** Opening Page excerpt block **

View on GitHub

scSNViz

Introduction

The scSNViz script provides a comprehensive visualization of single cell-specific expressed SNVs (sceSNVs) by mapping them onto a dimensionally reduced representation of the data (e.g., UMAP, t-SNE, or PCA, depending on the selected technique). It generates a series of plots that represent the basic statistics and properties of the SNVs in the dataset. scSNViz integrates existing packages, including Seurat, Slingshot, scType, and CopyKat.

Input

The script requires two inputs:

Additionally, lists of SNVs with cell-barcode information not processed through SCReadCounts can be submitted in similar format using the (-t) option.

See sample files for reference.

Options

	-h, --help 
		Show this help message and exit

	-r RDS-FILE, --rds-file=RDS-FILE
		RDS file containing Seurat object.

	-m COUNTSMATRIX-FILE, --countsmatrix-file=COUNTSMATRIX-FILE
		folder containing STARsolo output folder name that contains
                     the following files:
                     barcodes.tsv.gz, features.tsv.gz, and matrix.mtx.gz

	-t SNV-FILE, --snv-file=SNV-FILE
		scReadCounts file

	-w DIMENSIONALITY-REDUCTION, --dimensionality-reduction=DIMENSIONALITY-REDUCTION
		options include tSNE, PCA, UMAP. Default=UMAP.

	-x TH-VARS, --th-vars=TH-VARS
		Threshold for number of sceSNVs. Default=0 (display cells with N_SNVs > 0).

	-y TH-READS, --th-reads=TH-READS
		Threshold for number of variant reads (N_VAR). Default=0 (consider as sceSNV positions covered with N_VAR > 0).

	-c, --disable-title
		Disable title for individual SNV plots. Default=F

	-d, --disable-ind-plots
		Disable individual SNV plots. Default=F.

  	-v, --hide-ind-plots
   		Hide individual scSNV plots in the combined HTML. Default=F.

	-e, --disable-3d-axis
		Disable axes in 3D plots. Default=F.

	-g, --disable-slingshot
		Disable slingshot curves in 3D plots. Default=F.

	-i, --enable-sctype
		Enable sctype to run. Default=F.

** Closing Page excerpt block **

Please return the part of the scSNViz page above word for word, starting at "-y TH-READS, --th-reads=TH-READS" and ending at "axes in 3D plots. Default=F.".

** Opening Dataset records block **

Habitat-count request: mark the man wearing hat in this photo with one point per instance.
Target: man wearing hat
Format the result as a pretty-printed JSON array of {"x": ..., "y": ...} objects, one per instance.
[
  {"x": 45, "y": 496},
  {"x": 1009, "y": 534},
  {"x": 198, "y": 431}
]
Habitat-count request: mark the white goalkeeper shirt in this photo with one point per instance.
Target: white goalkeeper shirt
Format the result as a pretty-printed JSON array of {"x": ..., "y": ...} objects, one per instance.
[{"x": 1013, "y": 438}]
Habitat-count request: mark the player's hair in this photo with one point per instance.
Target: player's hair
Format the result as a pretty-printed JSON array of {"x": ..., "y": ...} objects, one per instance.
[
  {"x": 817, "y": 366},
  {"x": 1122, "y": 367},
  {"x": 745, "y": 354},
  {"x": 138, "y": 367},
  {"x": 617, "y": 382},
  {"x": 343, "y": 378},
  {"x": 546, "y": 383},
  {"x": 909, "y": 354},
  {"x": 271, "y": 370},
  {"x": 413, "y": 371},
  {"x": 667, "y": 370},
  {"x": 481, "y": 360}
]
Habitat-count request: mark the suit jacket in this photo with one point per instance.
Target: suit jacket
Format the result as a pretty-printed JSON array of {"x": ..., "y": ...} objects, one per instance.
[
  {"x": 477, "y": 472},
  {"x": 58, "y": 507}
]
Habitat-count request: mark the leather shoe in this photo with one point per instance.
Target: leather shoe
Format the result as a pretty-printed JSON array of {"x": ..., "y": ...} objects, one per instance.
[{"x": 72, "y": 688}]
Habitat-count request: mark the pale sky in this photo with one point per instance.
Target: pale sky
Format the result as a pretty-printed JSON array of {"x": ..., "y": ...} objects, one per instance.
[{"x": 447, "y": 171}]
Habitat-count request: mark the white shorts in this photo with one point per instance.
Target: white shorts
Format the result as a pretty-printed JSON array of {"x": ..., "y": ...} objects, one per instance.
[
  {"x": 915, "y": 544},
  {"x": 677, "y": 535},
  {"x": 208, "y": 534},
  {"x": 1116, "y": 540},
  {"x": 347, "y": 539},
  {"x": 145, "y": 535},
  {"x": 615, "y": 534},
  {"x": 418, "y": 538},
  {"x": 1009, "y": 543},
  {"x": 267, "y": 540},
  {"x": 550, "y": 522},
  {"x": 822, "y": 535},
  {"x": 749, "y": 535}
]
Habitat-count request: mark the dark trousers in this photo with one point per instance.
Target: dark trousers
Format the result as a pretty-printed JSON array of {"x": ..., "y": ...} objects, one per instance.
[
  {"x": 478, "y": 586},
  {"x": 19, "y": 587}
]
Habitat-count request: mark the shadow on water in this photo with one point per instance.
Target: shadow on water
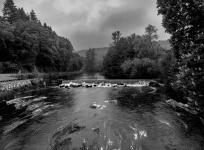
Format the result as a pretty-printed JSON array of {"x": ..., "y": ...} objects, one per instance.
[{"x": 121, "y": 118}]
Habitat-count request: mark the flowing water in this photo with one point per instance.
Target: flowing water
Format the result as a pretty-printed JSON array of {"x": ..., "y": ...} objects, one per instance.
[{"x": 56, "y": 118}]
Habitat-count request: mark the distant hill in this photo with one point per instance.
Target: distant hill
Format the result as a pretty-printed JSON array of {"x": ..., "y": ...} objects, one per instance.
[
  {"x": 165, "y": 44},
  {"x": 99, "y": 54}
]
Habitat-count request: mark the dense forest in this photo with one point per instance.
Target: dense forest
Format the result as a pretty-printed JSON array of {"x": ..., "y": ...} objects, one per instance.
[
  {"x": 184, "y": 21},
  {"x": 181, "y": 69},
  {"x": 137, "y": 56},
  {"x": 28, "y": 45}
]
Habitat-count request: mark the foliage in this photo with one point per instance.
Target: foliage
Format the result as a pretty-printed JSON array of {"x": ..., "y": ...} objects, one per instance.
[
  {"x": 133, "y": 56},
  {"x": 184, "y": 21},
  {"x": 29, "y": 45},
  {"x": 90, "y": 61},
  {"x": 141, "y": 68}
]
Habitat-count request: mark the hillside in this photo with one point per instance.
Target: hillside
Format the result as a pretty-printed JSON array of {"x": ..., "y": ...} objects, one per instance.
[
  {"x": 28, "y": 45},
  {"x": 101, "y": 52},
  {"x": 99, "y": 55},
  {"x": 165, "y": 44}
]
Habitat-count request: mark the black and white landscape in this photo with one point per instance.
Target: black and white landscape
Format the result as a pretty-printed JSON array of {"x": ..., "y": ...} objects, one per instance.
[{"x": 101, "y": 75}]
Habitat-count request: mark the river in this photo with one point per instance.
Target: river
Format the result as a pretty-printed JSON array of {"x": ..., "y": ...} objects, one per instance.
[{"x": 55, "y": 118}]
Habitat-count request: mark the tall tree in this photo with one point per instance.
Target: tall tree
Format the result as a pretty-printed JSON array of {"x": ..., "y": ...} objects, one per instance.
[
  {"x": 22, "y": 15},
  {"x": 90, "y": 61},
  {"x": 33, "y": 16},
  {"x": 183, "y": 19},
  {"x": 116, "y": 36},
  {"x": 9, "y": 11},
  {"x": 151, "y": 32}
]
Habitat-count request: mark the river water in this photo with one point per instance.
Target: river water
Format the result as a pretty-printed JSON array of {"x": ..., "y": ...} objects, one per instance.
[{"x": 57, "y": 118}]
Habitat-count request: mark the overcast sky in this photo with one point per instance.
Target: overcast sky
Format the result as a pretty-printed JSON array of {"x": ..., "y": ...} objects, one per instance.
[{"x": 89, "y": 23}]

** Closing Dataset records block **

▸ Answer area:
-y TH-READS, --th-reads=TH-READS
		Threshold for number of variant reads (N_VAR). Default=0 (consider as sceSNV positions covered with N_VAR > 0).

	-c, --disable-title
		Disable title for individual SNV plots. Default=F

	-d, --disable-ind-plots
		Disable individual SNV plots. Default=F.

  	-v, --hide-ind-plots
   		Hide individual scSNV plots in the combined HTML. Default=F.

	-e, --disable-3d-axis
		Disable axes in 3D plots. Default=F.